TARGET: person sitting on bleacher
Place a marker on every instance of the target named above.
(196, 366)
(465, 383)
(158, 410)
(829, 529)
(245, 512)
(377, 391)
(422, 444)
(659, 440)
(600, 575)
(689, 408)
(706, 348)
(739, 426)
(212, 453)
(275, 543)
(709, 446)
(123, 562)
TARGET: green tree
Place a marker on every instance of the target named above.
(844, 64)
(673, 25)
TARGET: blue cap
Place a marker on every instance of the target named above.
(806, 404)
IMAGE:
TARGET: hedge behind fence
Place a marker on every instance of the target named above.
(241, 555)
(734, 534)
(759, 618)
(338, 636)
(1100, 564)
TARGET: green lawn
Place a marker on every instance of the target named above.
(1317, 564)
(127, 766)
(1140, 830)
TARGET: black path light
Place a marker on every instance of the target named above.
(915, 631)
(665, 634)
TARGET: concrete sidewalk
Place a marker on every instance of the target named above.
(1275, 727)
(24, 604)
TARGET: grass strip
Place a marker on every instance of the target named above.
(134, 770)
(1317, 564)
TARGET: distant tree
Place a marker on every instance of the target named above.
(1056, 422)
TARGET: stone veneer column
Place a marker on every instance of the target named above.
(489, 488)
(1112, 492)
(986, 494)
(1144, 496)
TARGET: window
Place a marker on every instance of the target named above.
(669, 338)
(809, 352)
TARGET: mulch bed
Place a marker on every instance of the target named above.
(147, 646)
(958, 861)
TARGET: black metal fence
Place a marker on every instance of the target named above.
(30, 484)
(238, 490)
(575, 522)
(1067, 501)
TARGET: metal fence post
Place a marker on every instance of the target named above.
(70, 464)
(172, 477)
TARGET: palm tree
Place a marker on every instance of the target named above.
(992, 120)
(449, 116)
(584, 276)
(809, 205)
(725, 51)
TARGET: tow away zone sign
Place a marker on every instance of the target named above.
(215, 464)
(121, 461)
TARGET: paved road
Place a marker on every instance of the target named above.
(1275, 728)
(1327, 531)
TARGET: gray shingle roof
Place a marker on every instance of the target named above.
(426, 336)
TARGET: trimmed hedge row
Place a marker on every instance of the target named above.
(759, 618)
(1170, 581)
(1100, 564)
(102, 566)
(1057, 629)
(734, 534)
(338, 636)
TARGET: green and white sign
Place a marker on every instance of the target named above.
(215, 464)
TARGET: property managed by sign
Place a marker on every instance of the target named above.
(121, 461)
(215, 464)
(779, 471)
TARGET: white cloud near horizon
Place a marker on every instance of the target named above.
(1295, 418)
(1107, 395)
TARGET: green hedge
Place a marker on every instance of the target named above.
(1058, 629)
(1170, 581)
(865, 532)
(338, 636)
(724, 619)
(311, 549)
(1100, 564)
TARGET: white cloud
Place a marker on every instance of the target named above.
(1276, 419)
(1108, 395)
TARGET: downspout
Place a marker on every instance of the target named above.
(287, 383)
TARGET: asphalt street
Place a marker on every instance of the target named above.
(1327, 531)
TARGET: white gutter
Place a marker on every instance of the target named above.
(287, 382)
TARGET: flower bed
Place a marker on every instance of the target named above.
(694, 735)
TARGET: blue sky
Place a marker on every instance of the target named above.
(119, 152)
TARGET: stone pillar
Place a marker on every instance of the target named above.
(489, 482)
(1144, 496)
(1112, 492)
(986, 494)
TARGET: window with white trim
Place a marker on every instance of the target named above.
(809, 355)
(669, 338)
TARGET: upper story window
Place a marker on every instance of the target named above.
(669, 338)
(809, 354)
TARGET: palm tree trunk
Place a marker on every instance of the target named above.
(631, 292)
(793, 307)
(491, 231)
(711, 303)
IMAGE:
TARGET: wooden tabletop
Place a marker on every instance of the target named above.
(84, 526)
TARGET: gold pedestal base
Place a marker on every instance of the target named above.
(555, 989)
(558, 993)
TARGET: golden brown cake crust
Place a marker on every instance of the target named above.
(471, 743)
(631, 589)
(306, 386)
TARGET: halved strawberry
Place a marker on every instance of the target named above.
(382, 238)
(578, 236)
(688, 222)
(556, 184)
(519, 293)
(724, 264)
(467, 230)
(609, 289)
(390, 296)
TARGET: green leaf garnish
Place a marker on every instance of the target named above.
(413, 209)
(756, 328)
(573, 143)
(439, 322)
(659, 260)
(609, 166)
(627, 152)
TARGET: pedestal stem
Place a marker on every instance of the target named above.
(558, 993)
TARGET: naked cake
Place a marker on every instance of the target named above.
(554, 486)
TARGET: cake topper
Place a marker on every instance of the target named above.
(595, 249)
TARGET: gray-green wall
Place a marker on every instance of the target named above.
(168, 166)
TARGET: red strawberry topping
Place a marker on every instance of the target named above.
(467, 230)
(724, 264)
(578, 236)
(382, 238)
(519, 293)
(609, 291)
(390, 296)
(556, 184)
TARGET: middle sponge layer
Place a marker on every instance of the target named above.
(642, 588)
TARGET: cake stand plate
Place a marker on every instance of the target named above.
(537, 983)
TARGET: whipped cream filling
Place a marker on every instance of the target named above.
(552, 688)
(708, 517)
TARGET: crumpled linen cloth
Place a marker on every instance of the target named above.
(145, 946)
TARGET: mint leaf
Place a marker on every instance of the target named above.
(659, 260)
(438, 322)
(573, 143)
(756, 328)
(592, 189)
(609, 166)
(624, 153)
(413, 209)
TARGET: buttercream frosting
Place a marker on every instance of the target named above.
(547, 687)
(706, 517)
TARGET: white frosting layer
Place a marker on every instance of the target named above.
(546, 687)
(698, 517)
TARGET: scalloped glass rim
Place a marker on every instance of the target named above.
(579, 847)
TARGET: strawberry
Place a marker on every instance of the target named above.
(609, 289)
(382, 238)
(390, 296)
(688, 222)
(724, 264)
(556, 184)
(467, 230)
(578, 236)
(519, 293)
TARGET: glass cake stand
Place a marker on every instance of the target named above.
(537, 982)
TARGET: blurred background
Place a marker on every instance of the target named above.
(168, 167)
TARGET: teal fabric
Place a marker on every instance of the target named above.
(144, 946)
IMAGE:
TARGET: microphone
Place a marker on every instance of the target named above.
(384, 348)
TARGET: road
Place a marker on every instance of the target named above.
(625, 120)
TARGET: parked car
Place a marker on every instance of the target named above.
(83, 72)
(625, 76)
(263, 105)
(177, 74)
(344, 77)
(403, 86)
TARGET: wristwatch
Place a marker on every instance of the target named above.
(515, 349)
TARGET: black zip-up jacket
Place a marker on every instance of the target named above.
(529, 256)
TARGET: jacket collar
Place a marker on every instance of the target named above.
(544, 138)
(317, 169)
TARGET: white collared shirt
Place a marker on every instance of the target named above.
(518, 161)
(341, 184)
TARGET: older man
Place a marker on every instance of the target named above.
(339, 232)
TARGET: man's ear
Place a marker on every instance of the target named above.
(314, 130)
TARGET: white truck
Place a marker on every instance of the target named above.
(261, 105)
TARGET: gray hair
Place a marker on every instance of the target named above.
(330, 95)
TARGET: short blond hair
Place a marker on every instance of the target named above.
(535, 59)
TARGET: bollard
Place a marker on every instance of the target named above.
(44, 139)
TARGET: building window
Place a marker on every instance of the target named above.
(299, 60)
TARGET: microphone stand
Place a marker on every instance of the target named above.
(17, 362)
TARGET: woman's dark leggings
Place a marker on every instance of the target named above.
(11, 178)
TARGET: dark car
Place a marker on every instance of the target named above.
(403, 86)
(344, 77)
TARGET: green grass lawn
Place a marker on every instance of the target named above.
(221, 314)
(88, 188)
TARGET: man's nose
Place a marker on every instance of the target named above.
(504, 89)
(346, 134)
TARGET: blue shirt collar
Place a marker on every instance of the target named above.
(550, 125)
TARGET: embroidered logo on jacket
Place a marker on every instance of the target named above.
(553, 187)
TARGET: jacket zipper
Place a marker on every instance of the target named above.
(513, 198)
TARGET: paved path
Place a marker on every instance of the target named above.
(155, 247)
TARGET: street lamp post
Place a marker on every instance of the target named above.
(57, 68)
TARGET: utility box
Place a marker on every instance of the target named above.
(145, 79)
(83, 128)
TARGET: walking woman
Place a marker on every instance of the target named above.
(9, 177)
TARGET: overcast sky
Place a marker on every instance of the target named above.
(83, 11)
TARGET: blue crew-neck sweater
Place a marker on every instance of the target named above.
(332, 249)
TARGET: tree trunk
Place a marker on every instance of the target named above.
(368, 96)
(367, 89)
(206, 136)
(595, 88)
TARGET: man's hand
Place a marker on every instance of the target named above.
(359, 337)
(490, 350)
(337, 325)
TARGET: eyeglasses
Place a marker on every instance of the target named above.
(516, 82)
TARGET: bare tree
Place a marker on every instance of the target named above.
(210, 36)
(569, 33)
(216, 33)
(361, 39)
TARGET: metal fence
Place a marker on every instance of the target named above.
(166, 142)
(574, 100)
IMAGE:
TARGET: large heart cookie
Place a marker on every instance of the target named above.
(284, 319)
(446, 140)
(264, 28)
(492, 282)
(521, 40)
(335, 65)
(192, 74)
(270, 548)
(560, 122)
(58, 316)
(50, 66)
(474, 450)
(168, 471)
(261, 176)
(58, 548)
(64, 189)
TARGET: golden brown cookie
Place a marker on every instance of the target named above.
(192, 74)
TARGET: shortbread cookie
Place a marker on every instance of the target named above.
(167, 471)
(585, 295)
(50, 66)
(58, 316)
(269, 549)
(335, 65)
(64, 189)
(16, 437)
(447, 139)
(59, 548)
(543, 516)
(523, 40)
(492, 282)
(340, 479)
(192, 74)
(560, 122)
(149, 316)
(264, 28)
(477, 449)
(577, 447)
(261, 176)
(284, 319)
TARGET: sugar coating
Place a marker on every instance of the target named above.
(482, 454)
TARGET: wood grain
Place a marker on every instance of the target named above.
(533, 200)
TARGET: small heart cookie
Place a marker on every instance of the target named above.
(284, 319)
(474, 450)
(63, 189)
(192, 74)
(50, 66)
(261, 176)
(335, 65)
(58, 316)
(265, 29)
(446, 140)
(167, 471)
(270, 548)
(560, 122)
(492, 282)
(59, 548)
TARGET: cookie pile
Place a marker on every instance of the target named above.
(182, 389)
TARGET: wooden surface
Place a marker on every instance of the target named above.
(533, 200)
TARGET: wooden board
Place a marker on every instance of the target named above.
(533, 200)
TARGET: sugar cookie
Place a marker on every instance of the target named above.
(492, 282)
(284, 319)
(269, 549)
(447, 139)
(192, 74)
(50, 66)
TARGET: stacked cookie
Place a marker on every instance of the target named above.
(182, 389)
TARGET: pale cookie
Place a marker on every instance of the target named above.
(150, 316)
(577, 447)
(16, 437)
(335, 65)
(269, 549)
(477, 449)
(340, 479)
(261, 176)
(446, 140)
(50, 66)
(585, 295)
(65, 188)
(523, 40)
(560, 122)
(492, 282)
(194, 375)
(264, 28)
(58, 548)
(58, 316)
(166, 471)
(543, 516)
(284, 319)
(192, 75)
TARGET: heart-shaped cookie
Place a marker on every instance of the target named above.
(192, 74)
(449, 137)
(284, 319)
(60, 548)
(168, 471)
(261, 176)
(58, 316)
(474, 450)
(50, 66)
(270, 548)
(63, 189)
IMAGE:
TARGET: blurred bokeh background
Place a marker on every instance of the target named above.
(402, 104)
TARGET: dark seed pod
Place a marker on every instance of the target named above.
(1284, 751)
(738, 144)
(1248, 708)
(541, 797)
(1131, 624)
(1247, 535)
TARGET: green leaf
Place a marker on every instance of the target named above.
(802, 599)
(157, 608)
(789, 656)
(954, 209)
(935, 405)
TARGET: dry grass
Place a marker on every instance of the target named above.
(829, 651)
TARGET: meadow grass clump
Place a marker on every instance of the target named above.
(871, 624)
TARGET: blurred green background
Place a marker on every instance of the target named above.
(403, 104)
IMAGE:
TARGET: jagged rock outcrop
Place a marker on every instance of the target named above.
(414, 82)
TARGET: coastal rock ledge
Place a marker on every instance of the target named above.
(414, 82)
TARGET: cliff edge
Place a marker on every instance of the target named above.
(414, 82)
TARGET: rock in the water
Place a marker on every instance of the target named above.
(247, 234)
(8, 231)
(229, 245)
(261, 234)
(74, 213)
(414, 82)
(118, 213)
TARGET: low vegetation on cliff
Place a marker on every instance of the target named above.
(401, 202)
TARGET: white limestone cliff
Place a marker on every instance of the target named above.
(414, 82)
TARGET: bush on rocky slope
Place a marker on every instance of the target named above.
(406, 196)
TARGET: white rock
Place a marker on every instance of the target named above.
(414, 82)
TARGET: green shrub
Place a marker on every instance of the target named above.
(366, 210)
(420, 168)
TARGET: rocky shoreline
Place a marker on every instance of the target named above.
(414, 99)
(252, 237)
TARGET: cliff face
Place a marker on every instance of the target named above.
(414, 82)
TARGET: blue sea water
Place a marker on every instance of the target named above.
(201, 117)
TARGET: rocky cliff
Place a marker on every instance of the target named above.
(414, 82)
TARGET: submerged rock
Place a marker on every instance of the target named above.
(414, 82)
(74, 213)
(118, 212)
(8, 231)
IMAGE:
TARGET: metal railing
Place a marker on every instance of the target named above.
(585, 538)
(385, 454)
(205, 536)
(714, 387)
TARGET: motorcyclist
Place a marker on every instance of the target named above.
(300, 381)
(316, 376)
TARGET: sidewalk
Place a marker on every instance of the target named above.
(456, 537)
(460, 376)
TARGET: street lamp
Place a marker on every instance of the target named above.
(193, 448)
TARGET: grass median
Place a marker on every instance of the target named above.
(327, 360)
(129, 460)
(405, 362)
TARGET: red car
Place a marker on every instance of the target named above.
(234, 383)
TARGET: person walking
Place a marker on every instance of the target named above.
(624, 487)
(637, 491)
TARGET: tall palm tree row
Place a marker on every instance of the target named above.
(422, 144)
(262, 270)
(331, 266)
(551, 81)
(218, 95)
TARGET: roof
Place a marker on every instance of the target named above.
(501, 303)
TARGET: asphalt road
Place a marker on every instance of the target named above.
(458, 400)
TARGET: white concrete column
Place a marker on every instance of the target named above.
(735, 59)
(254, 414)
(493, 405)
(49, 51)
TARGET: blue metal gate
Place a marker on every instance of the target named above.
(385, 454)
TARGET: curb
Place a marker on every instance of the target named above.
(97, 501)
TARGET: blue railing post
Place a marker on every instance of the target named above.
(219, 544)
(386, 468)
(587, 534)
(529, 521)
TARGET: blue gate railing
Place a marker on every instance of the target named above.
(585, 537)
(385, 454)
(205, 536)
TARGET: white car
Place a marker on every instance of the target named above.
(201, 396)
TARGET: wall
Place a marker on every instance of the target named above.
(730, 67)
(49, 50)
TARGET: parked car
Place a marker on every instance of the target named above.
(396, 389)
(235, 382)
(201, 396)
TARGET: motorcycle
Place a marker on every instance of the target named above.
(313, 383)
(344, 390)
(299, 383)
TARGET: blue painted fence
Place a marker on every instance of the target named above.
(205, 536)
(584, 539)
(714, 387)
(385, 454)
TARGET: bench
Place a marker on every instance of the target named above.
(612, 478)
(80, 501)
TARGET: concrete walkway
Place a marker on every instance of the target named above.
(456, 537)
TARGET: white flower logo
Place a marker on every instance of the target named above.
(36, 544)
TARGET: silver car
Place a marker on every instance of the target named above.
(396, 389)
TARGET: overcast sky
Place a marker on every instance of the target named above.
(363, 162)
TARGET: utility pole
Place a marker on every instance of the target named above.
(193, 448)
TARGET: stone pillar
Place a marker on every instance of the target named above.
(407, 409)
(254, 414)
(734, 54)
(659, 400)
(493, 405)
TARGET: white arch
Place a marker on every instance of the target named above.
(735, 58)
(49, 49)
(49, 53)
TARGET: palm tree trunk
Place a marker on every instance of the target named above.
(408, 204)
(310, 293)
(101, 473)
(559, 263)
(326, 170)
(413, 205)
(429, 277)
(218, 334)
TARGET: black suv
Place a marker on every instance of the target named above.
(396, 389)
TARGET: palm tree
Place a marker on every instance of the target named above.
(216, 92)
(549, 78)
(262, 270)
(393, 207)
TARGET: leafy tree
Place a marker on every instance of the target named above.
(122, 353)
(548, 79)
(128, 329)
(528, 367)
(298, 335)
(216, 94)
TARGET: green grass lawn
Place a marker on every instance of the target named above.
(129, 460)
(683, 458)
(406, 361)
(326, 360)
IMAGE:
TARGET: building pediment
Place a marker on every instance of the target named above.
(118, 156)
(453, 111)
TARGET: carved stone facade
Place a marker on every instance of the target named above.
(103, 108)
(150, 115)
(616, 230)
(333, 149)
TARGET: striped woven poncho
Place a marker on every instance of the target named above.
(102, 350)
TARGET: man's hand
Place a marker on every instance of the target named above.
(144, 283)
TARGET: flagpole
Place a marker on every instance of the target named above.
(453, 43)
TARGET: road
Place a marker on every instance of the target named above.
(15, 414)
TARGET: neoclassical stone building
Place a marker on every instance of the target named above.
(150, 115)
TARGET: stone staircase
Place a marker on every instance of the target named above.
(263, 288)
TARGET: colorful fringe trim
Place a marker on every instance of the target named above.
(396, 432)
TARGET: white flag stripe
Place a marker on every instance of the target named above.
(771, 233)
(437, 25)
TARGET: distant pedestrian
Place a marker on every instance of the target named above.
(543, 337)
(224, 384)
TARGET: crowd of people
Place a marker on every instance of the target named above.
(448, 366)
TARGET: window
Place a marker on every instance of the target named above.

┄┄┄┄┄┄┄┄┄┄

* STATED GOAL:
Beginning with the line that contains "TARGET: white arch", repeat every line through the end of the records and nothing more.

* THE SOLUTION:
TARGET: white arch
Place a marker on every instance of the target named above.
(735, 58)
(49, 49)
(49, 53)
TARGET: palm tree trunk
Place a marker on every instance of the target named above.
(408, 204)
(310, 293)
(101, 473)
(559, 263)
(326, 170)
(413, 205)
(429, 277)
(218, 334)
TARGET: black suv
Place a marker on every instance of the target named above.
(396, 389)
TARGET: palm tree
Place a marker on every instance of the target named above.
(216, 92)
(549, 78)
(262, 270)
(393, 207)
TARGET: leafy tree
Place a marker on every instance of the target named above.
(122, 353)
(548, 79)
(128, 329)
(528, 367)
(298, 335)
(216, 94)
TARGET: green grass lawn
Place a marker on every instance of the target named above.
(129, 460)
(683, 458)
(406, 361)
(326, 360)
IMAGE:
TARGET: building pediment
Place a marker on every instance of the target named above.
(118, 156)
(453, 111)
TARGET: carved stone facade
Place a marker on every instance of the target named above.
(103, 108)
(150, 115)
(616, 230)
(333, 149)
TARGET: striped woven poncho
Place a marker on every instance of the target named above.
(102, 350)
TARGET: man's hand
Place a marker on every instance of the target named above.
(144, 283)
TARGET: flagpole
Place a marker on every instance of the target named above.
(453, 43)
TARGET: road
Place a marker on every instance of the target named above.
(15, 414)
TARGET: neoclassical stone building
Place a marker on every instance of the target named above.
(150, 115)
TARGET: stone staircase
Place a marker on every instance of the target named above.
(263, 288)
TARGET: colorful fringe trim
Place a marker on every instance of the target named above.
(396, 432)
TARGET: white flag stripe
Place a marker on every instance of the target named above.
(771, 233)
(437, 25)
TARGET: distant pedestrian
Place a marker on every instance of the target named above.
(543, 337)
(224, 384)
TARGET: crowd of people
Place a marker on every instance of the target named above.
(448, 366)
TARGET: window
Place a marker on every instance of the target named above.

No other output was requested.